## Problem to work on
Locate each line in the records that contains the word "chin", and copy those lines out.

+++ Data in this exercise +++

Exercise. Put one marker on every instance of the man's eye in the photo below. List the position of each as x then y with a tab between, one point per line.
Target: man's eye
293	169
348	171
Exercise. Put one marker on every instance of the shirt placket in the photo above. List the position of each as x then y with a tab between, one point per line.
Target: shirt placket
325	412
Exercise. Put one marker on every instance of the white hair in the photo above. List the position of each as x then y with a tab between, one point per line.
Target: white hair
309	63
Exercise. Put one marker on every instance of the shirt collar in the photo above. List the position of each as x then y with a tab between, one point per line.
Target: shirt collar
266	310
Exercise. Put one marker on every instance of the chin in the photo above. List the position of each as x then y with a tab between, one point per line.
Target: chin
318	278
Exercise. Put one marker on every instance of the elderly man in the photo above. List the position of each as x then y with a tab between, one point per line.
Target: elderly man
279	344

+++
+++ Data in this exercise +++

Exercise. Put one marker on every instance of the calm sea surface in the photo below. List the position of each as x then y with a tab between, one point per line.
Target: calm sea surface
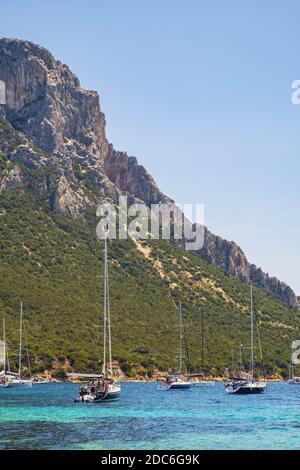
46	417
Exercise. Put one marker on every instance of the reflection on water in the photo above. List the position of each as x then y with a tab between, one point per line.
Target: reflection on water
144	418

+++

## Result
Exercise. Put one marker on every instance of the chin in the photo above. List the position of each as x then y with a tab between, one point per line.
Target: chin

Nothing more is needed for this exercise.